* Task prompt *
Copy the money post between "When we got to" and "hours. We walked.", inclusive, substituting "ferry trip" for "boat ride" each time it appears.
[START Given passage]
Let’s Talk About Money

Posted by Heliocentrism on May 10, 2018

Tuesday, October 31st – November 1st, 2017

When we got to the train station at Venice, we checked google maps to see our options for getting to our accommodations. They were a 1 hour walk or a 15 minute boat ride. We looked to see the cost of the 15-minute boat ride. It was 8€ per person, so 16€ for the both of us. It only cost us 20€ (about 10€ each) to get to Venice from Bologna, a ride that took about 2 hours. We walked.

As we were walking, we saw a sign explaining the prices for gondola rides. It cost 80€ for a 1 hour ride which could be split between up to 6 people. The ride would cost 100€ if you wanted the gondolier to sing. I told Mark that we were probably the only tourists in Venice who would never set foot on any type of boat.

Mark and I aren’t rich people. We’re far from poor, but we aren’t rich. We don’t actually have a budget. But we do have a good sense of what we are willing to buy and how much we are willing to pay for it.

Even before this trip, we refused to pay for things that weren’t important to us. For example, we had pay-as-you-go phones. Neither Mark or I are phone people. I feel more comfortable communicating by text or email. But, because we had jobs, we needed phones. For the longest time we actually shared a phone, buying a second phone only when that became too inconvenient.

Our pre-paid phones were used mainly for people (our bosses) to call us. We would go months without putting money on the phone since incoming calls are free. We would only add minutes to our phones if we were planning to call several people for some reason. And, even then either Mark’s phone had minutes or mine did; never both.

On the other hand, we had the fastest internet we could find. To us the internet is very important. If the car needed a new widget for safety reasons, we would get the best widget. We’re not cheap, we just don’t like needlessly wasting money on things that we don’t care about.

Gummies are very important to me.

What we do on this trip depends on the balance of cost and convenience on one side and how important the thing is to us on the other. It was important for us to see the Leaning Tower of Pisa, so we went there. When we got there, there was a long line for the 18€ tickets to climb the steps to the top. Since we could see the tower for free, we stopped at that. The long line, the climb to the top, the high cost of tickets… none of that seemed worth it to us.

Many tourists might refuse to eat pizza at kebab shops in Italy. They might feel it’s not authentic enough. I don’t think that’s quite true. The pizza is authentic enough for the many Italians who eat there… Also, “authentic” restaurants that cater to travelers are a rip off. You can end up paying a lot in seating fees, service fees, and inflated prices for drinks and in the end your meal is not that much better than the food you get at a kebab shop.
[END Given passage]
[START Data lines]
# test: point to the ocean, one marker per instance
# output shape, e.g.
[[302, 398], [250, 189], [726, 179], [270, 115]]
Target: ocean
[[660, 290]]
[END Data lines]
[START Data lines]
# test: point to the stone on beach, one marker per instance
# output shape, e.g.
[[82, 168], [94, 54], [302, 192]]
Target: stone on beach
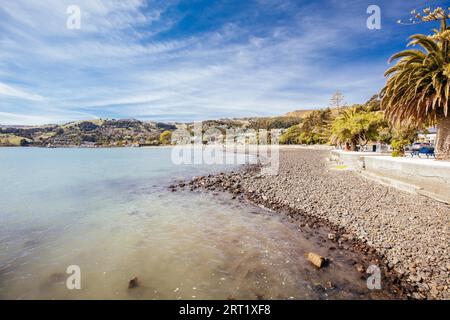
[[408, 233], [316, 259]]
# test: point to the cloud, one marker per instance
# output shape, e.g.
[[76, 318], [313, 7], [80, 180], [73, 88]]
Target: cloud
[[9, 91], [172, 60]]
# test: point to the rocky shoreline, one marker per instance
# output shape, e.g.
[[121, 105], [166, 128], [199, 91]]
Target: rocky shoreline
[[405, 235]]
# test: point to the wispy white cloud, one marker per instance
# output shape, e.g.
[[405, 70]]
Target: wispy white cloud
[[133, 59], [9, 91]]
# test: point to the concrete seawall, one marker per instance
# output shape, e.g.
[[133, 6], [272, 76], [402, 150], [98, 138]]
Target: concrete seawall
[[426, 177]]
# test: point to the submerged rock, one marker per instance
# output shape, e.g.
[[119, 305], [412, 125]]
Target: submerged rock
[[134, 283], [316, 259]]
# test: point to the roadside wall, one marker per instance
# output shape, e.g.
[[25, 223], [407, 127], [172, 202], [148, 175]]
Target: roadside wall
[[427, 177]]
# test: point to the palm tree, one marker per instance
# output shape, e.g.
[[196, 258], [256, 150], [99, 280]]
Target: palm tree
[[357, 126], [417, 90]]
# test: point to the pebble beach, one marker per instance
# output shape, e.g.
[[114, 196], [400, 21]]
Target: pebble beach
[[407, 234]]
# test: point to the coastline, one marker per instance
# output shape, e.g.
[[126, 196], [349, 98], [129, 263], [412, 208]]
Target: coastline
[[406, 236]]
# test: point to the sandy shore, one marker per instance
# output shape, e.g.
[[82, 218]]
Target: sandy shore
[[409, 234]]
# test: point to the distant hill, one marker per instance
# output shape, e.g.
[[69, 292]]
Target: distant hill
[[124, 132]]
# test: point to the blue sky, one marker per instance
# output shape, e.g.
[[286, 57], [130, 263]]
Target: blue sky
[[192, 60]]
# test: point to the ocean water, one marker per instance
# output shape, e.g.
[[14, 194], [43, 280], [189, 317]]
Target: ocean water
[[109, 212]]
[END Data lines]
[START Data lines]
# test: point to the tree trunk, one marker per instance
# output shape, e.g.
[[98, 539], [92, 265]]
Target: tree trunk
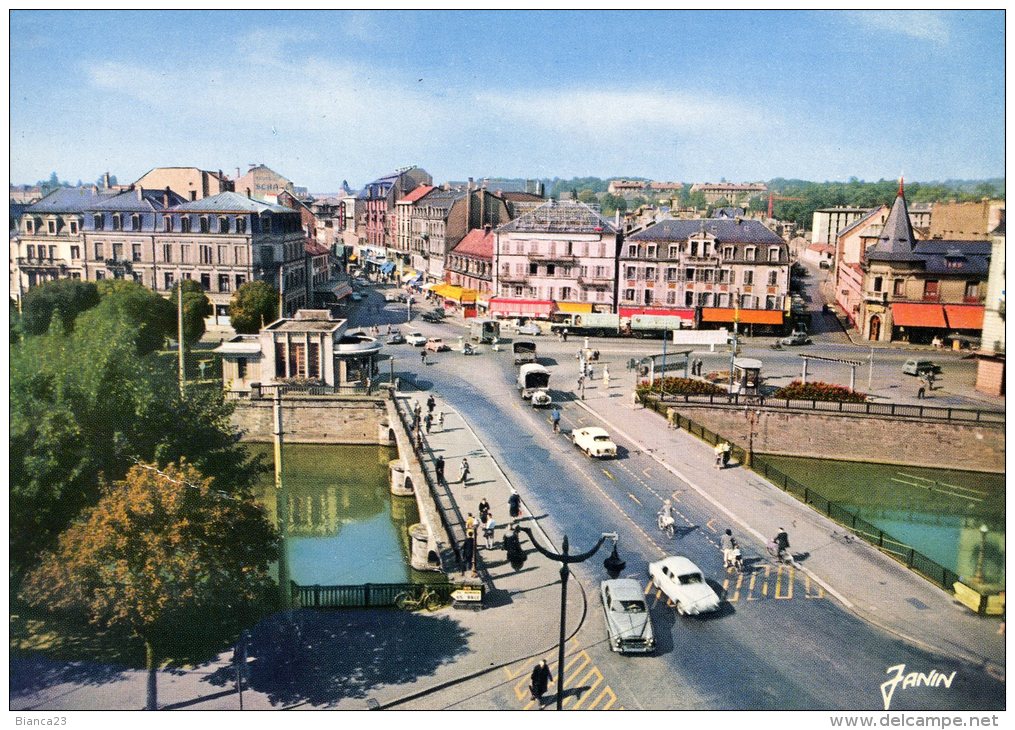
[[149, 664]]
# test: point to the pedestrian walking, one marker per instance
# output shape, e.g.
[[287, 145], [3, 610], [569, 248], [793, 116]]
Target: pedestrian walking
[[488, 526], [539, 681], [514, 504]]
[END Data lines]
* Task output *
When we got to the train station at Venice, we checked google maps to see our options for getting to our accommodations. They were a 1 hour walk or a 15 minute ferry trip. We looked to see the cost of the 15-minute ferry trip. It was 8€ per person, so 16€ for the both of us. It only cost us 20€ (about 10€ each) to get to Venice from Bologna, a ride that took about 2 hours. We walked.